[START Dataset records]

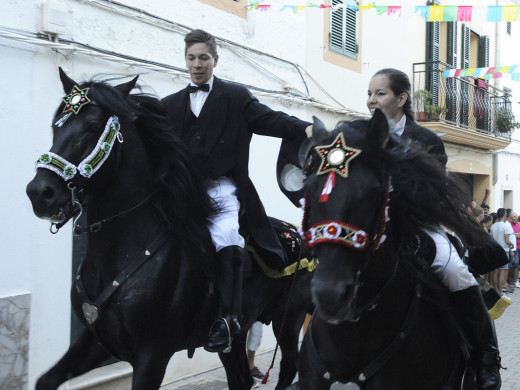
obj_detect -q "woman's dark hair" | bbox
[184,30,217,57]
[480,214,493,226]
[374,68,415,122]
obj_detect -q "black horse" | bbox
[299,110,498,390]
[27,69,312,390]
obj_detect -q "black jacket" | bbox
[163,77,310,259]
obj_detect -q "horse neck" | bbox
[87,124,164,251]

[END Dataset records]
[START Dataset records]

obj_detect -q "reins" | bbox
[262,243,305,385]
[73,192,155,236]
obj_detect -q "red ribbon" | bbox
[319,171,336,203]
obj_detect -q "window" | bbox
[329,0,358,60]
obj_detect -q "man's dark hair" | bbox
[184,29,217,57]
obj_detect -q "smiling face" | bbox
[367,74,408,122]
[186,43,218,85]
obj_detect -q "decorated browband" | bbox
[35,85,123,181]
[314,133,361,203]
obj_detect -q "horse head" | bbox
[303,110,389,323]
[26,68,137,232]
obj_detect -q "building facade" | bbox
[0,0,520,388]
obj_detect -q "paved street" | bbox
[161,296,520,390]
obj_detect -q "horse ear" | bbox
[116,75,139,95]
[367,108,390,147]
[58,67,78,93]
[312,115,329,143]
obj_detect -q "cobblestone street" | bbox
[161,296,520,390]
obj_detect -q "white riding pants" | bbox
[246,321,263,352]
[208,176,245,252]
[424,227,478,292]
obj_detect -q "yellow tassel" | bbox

[END Dataset records]
[START Dataset records]

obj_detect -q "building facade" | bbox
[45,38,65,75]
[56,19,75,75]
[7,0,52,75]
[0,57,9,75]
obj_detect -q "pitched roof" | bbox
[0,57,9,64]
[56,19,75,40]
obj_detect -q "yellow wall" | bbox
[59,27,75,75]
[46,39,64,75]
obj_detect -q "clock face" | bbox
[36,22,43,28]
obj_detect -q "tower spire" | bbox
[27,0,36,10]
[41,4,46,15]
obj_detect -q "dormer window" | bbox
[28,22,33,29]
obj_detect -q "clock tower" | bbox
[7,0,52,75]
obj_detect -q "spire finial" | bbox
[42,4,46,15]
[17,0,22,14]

[END Dataset records]

Select and copy every line of the records above that contains the string "tower".

obj_detect -q "tower spire" | bbox
obj_detect -q "clock tower" | bbox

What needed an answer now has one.